#### SELECTED EXTRACT ####
In the previous lesson, we considered how a parameter can be estimated from sample data. However, it is important to understand how good is the estimate obtained. For example, suppose that we want to estimate \(\mu\) the mean cost for a car repair. We take a sample of \(100\) such car repairs and find that \(\bar x = 250\). Now because of sampling variability it is almost never the case that \(\bar x\) will equal \(\mu\). Is the mean repair likely to be between \(225\) and \(275\)? Or is is likely to be between \(240\) and \(260\)? Bounds that represent an interval of plausible values for a parameter are an example of a confidence interval.
We cannot be certain that the interval contains the true, unknown population parameter - we only use a sample from the population to compute the point estimate and the interval. However, the confidence interval is constructed so that we have high confidence that it does contain the unknown population parameter.
The basic ideas of a confidence interval (CI) are most easily understood by initially considering a simple situation. Suppose that we have a population with unknown mean \(\mu\) and known variance \(\sigma^2\). This is a somewhat unrealistic scenario because we typically do not know \(\sigma^2\).
It is important to note that we consider this simple unrealistic scenario only to derive the basic ideas. We will NOT be using the formulas in this section for anything other than understanding the concepts of confidence intervals.
Suppose that \(X_1,X_2,...,X_n\) is a random sample from a population with unknown mean \(\mu\) and known variance \(\sigma^2\). Then we know that \[\bar X \sim N(\mu,\sigma/\sqrt{n})\] as long as the population is normal or if \(n \ge 30\).
#### SUPPLIED INFORMATION ####
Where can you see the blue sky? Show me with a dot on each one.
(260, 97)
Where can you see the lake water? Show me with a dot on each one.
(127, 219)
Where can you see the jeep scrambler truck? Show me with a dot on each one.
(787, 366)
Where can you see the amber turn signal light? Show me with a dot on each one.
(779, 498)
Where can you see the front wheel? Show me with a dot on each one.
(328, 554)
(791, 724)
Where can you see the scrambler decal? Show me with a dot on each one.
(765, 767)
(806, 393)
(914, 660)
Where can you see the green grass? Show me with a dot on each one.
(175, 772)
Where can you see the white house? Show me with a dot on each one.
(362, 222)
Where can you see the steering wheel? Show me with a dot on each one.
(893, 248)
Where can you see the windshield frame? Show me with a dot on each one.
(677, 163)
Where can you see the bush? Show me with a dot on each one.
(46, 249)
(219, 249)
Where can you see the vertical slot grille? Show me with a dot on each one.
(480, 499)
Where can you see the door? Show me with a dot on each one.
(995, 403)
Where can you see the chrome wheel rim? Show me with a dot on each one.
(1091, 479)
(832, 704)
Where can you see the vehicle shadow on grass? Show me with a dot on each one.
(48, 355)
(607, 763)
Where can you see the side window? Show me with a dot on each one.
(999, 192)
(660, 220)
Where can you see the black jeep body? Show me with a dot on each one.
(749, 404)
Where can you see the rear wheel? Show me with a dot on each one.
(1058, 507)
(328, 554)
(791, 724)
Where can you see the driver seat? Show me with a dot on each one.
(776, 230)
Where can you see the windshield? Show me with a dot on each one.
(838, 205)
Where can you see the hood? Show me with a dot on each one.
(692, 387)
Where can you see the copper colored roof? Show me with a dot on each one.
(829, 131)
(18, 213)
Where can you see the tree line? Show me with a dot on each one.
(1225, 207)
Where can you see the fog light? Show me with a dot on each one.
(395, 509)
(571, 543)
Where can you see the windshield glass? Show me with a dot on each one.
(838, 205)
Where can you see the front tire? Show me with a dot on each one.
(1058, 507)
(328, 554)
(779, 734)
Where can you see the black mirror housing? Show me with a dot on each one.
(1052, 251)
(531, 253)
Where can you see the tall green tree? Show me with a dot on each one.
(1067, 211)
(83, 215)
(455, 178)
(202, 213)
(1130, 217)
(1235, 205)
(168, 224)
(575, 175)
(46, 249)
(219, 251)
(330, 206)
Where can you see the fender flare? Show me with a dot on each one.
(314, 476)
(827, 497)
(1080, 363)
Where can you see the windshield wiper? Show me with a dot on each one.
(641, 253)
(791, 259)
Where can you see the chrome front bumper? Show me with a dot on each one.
####
▶ _GOAL_
Please reproduce the confidence interval passage word for word, from "In the previous" to "a confidence interval.".

▶ _ANSWER FOR THIS EXERCISE_
In the previous lesson, we considered how a parameter can be estimated from sample data. However, it is important to understand how good is the estimate obtained. For example, suppose that we want to estimate \(\mu\) the mean cost for a car repair. We take a sample of \(100\) such car repairs and find that \(\bar x = 250\). Now because of sampling variability it is almost never the case that \(\bar x\) will equal \(\mu\). Is the mean repair likely to be between \(225\) and \(275\)? Or is is likely to be between \(240\) and \(260\)? Bounds that represent an interval of plausible values for a parameter are an example of a confidence interval.